# [Task A]
According to the xml2 patch notes, what encoding are text strings always converted to before they are passed into libxml2?
# [Task B]
Repeat verbatim the part of the xml2 patch notes that opens with the words containing "Since a declaration" and closes with "the test suite.".
# [Task C]
Pick up the xml2 patch notes after their final line and keep writing.

# [Text provided]

We can now accept an arbitrary number of parameters and you can include `=` and `,` signs
in both the key and value strings.
Hstores haven't been used since they are in a module and we don't want to depend on any
additional module.
* The new implementation respects the database's encoding - text strings are always converted to UTF8
before passing them into libxml2.
* On the downside, xml_parse() had to be made an external function.
Since a declaration cannot be added to xml.h without drawing in libxml2 headers,
the declaration is repeated in xslt_proc.c.
Perhaps xml_parse() should be declared in a separate internal header?
* xmlCtxtReadDoc() now sets a dummy "SQL" URL to preserve line numbers in XSLT stylesheet errors.
This change at least does not break the test suite.
---
contrib/xml2/expected/xml2.out | 13 +++
contrib/xml2/sql/xml2.sql | 8 ++
contrib/xml2/xml2--1.1.sql | 11 +++
contrib/xml2/xslt_proc.c | 147 ++++++++++++++++++++++++++-------
doc/src/sgml/xml2.sgml | 19 +++--
src/backend/utils/adt/xml.c | 19 +++--
6 files changed, 174 insertions(+), 43 deletions(-)

(Dataset excerpt)
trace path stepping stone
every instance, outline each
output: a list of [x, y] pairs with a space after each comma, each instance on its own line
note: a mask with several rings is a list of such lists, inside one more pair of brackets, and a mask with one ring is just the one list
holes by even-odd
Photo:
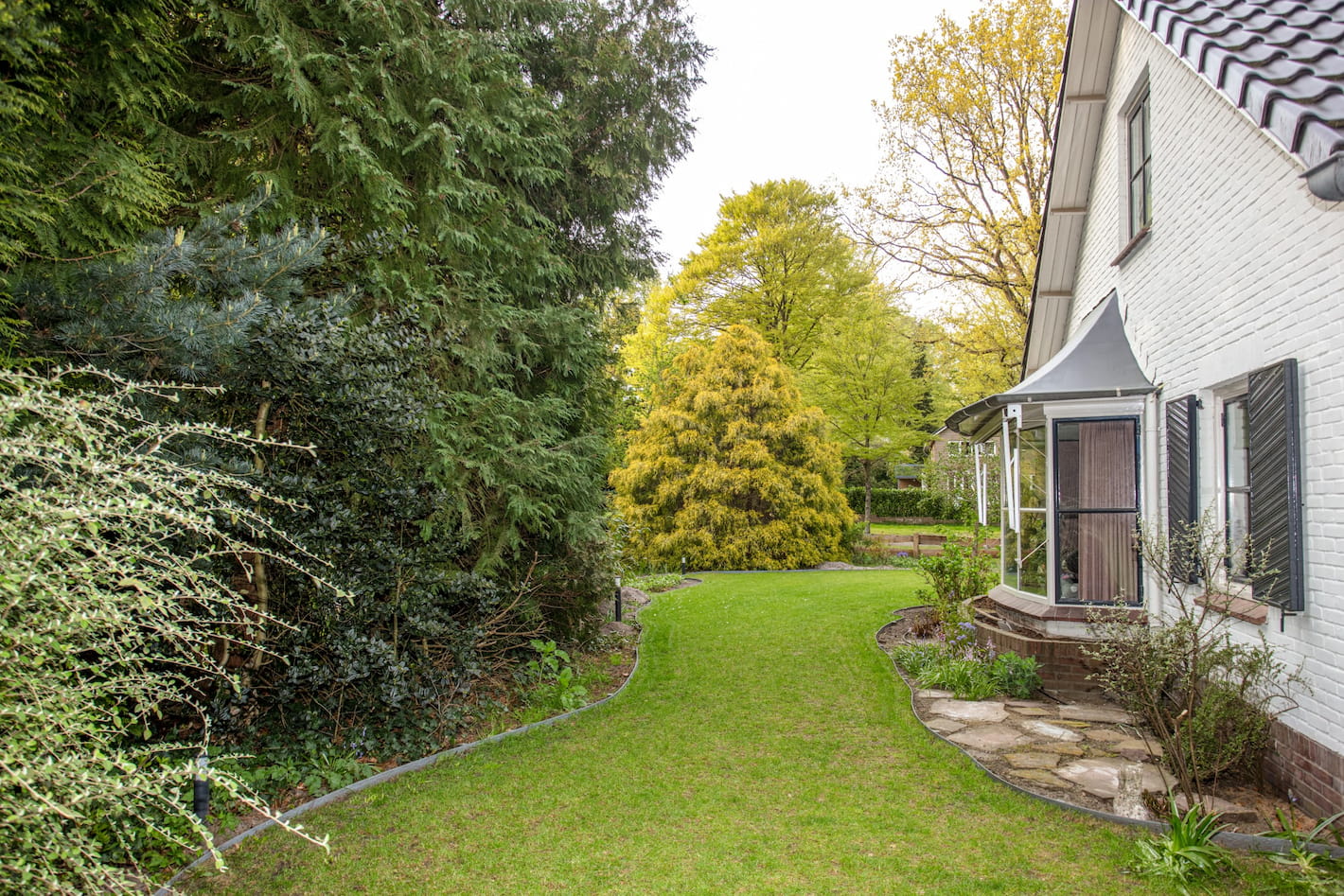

# [Output A]
UTF8.

# [Output B]
Since a declaration cannot be added to xml.h without drawing in libxml2 headers,
the declaration is repeated in xslt_proc.c.
Perhaps xml_parse() should be declared in a separate internal header?
* xmlCtxtReadDoc() now sets a dummy "SQL" URL to preserve line numbers in XSLT stylesheet errors.
This change at least does not break the test suite.

# [Output C]
diff --git a/contrib/xml2/expected/xml2.out b/contrib/xml2/expected/xml2.out
index 157d584e63..0a8a628020 100644
--- a/contrib/xml2/expected/xml2.out
+++ b/contrib/xml2/expected/xml2.out
@@ -278,3 +278,16 @@ Variable 'n1' has not been declared.
Undefined variable
runtime error: file SQL line 3 element value-of
XPath evaluation returned no result.
+-- xmltype and Array-based signature
+SELECT xslt_process(xmlelement(name xml),
+$$<stylesheet version="1.0" xmlns="http://www.w3.org/1999/XSL/Transform">
+ <template match="/">
+ <value-of select="$n1"/>
+ </template>
+</stylesheet>$$::xml, ARRAY['n1','"foo"']);
+ xslt_process
+--------------
+ foo +
+
+(1 row)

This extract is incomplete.